Copy out, word for word, the lines of the entries starting with the one that has "Target: ship funnel" and running through the very last line of the entries, including both.

--------------------

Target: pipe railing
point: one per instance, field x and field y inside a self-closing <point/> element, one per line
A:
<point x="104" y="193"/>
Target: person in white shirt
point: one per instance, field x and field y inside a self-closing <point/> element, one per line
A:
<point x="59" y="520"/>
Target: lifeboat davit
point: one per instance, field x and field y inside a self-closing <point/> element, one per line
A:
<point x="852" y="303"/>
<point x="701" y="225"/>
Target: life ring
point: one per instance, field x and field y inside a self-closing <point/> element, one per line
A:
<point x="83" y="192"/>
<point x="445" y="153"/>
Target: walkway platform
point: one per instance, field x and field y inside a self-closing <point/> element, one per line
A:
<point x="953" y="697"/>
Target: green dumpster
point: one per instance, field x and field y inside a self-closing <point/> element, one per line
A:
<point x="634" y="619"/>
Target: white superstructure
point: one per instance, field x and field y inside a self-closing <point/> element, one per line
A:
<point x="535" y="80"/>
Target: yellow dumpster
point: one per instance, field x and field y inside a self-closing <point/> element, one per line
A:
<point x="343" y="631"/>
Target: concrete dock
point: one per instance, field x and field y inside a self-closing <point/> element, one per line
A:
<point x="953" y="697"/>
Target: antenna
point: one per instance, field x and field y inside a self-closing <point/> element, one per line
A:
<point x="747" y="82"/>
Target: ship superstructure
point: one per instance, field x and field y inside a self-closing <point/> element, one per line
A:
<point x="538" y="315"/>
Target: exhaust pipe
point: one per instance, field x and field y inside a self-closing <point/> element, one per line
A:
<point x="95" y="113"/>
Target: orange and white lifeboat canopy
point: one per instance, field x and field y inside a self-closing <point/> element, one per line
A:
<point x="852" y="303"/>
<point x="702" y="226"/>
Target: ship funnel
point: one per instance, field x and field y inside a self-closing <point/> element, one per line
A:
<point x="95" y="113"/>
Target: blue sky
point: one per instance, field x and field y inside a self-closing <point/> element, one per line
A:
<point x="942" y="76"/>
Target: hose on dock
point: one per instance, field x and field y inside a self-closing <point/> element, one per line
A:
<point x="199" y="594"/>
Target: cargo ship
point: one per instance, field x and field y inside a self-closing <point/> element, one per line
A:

--------------------

SOLUTION BELOW ::
Target: ship funnel
point: one per instance, field x and field y inside a self-closing <point/> element, one per line
A:
<point x="95" y="113"/>
Target: blue sky
point: one per instance, field x and field y inside a self-closing <point/> element, one per line
A:
<point x="942" y="76"/>
Target: hose on dock
point: one per instance, field x and field y inside a self-closing <point/> element, one per line
A:
<point x="199" y="594"/>
Target: cargo ship
point: one per instance, field x and field y inside a self-closing <point/> element, one per line
A:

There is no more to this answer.